(Items from a dataset)
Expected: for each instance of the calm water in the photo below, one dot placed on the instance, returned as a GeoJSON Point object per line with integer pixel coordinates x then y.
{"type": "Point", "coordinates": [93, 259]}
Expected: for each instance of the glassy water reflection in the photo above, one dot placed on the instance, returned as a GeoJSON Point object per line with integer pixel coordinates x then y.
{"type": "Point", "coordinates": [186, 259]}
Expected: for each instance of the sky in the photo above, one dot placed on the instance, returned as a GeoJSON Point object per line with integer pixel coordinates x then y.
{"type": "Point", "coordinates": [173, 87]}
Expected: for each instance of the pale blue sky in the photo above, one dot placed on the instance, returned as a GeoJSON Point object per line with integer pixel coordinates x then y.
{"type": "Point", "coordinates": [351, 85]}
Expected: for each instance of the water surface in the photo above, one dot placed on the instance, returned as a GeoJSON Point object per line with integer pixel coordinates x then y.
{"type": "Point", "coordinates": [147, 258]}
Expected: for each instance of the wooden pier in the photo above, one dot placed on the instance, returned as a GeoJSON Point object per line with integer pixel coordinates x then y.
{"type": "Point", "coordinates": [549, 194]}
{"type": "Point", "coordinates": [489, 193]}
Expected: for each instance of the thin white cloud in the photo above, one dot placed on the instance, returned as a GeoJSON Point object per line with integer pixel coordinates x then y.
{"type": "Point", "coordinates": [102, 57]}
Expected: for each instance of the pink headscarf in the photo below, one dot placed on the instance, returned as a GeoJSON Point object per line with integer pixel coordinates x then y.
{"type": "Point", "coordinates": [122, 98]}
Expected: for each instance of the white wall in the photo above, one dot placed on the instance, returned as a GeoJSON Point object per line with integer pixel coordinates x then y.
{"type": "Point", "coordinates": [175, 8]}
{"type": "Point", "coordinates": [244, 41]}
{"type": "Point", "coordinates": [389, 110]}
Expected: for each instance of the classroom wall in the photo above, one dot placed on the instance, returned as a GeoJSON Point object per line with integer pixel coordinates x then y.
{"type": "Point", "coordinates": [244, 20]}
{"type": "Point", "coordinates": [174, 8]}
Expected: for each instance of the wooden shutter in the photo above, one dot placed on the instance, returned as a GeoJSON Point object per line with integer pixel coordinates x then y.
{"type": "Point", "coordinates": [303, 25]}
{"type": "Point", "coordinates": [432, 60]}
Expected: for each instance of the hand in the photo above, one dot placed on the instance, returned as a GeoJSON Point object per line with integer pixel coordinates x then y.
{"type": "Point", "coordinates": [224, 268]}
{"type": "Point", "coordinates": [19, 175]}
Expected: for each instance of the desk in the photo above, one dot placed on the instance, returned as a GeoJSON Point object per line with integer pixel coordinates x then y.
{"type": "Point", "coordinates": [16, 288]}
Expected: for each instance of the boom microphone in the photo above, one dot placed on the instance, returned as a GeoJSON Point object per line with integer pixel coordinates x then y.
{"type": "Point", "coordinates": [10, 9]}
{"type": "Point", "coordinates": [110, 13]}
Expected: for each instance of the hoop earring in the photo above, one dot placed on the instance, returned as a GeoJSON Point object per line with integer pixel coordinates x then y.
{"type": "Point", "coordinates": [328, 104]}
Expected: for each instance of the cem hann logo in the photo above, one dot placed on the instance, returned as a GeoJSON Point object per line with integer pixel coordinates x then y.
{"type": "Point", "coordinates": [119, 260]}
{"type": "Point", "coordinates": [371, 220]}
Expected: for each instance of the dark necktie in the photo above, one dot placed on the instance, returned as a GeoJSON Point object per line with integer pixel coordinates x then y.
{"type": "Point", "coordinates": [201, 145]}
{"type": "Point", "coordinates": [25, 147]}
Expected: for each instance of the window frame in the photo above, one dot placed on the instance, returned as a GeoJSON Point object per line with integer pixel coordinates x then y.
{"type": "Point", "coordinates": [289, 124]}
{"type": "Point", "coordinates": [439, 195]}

TASK ITEM: Your task is to copy all of the entries exactly.

RESPONSE TO THIS TASK:
Expected: for each instance of the calm water in the photo below, one dot placed on the instance, returned as a GeoJSON Point object per line with integer pixel coordinates x then y.
{"type": "Point", "coordinates": [93, 259]}
Expected: for each instance of the glassy water reflection in the photo above, one dot placed on the instance, returned as a GeoJSON Point object per line with integer pixel coordinates x then y.
{"type": "Point", "coordinates": [186, 259]}
Expected: for each instance of the sky in the photo above, one dot placed on the instance, returned as a GeoJSON Point object per line with integer pixel coordinates x then y.
{"type": "Point", "coordinates": [173, 87]}
Expected: for each instance of the pale blue sky in the photo above, one dot placed on the instance, returned as a GeoJSON Point object per line with integer pixel coordinates x then y.
{"type": "Point", "coordinates": [351, 85]}
Expected: for each instance of the water surface in the photo above, one dot placed on the instance, returned as a GeoJSON Point object per line with integer pixel coordinates x then y.
{"type": "Point", "coordinates": [147, 258]}
Expected: for each instance of the wooden pier in the photo above, one dot placed on the instance, returned as a GeoJSON Point object per line with integer pixel coordinates x then y.
{"type": "Point", "coordinates": [549, 194]}
{"type": "Point", "coordinates": [489, 193]}
Expected: for each instance of the thin white cloud in the photo above, one dot placed on the instance, returned as a GeoJSON Point object per line with integer pixel coordinates x then y.
{"type": "Point", "coordinates": [102, 57]}
Expected: for each instance of the pink headscarf in the photo below, one dot placed on the instance, returned as a GeoJSON Point object per line with integer pixel coordinates x then y.
{"type": "Point", "coordinates": [122, 98]}
Expected: for each instance of the white wall in the photo above, one dot placed on the instance, returned as a GeoJSON Point object per line with integer pixel coordinates x then y.
{"type": "Point", "coordinates": [175, 8]}
{"type": "Point", "coordinates": [244, 41]}
{"type": "Point", "coordinates": [389, 110]}
Expected: for each instance of the classroom wall in the photo above, one dot placed on the instance, returned as a GeoJSON Point object per line with integer pixel coordinates x then y.
{"type": "Point", "coordinates": [244, 20]}
{"type": "Point", "coordinates": [174, 8]}
Expected: for each instance of the wooden shutter in the photo above, one dot placed on the instance, returned as a GeoJSON Point object per line with integer pixel coordinates x then y.
{"type": "Point", "coordinates": [303, 25]}
{"type": "Point", "coordinates": [432, 60]}
Expected: for each instance of the hand in the photo above, one dot placed on the instance, returned as a GeoJSON Point object per line with integer pixel coordinates x then y.
{"type": "Point", "coordinates": [224, 268]}
{"type": "Point", "coordinates": [19, 175]}
Expected: for each instance of the desk in the photo above, one dot placed on the instance, returned as a GeoJSON Point object per line with integer pixel coordinates x then y.
{"type": "Point", "coordinates": [16, 288]}
Expected: for each instance of the boom microphone in the photo above, one dot placed on the instance, returned as a GeoJSON Point object per line with integer pixel coordinates x then y.
{"type": "Point", "coordinates": [10, 9]}
{"type": "Point", "coordinates": [110, 13]}
Expected: for each instance of the hoop earring in the photo above, one dot placed on the instance, returned as a GeoJSON Point object per line with integer pixel coordinates x then y.
{"type": "Point", "coordinates": [328, 104]}
Expected: for each instance of the cem hann logo in the photo above, one dot placed on the instance, returned as a GeoJSON Point object per line with integer pixel coordinates x then y.
{"type": "Point", "coordinates": [119, 260]}
{"type": "Point", "coordinates": [371, 220]}
Expected: for each instance of the dark necktie in the photo above, one dot placed on the instance, returned as a GeoJSON Point object per line with integer pixel coordinates x then y.
{"type": "Point", "coordinates": [201, 145]}
{"type": "Point", "coordinates": [25, 147]}
Expected: for each instance of the window frame in the photo above, one dot placed on the instance, returned as a GeoJSON Point object per line with integer pixel coordinates x then y.
{"type": "Point", "coordinates": [289, 124]}
{"type": "Point", "coordinates": [439, 195]}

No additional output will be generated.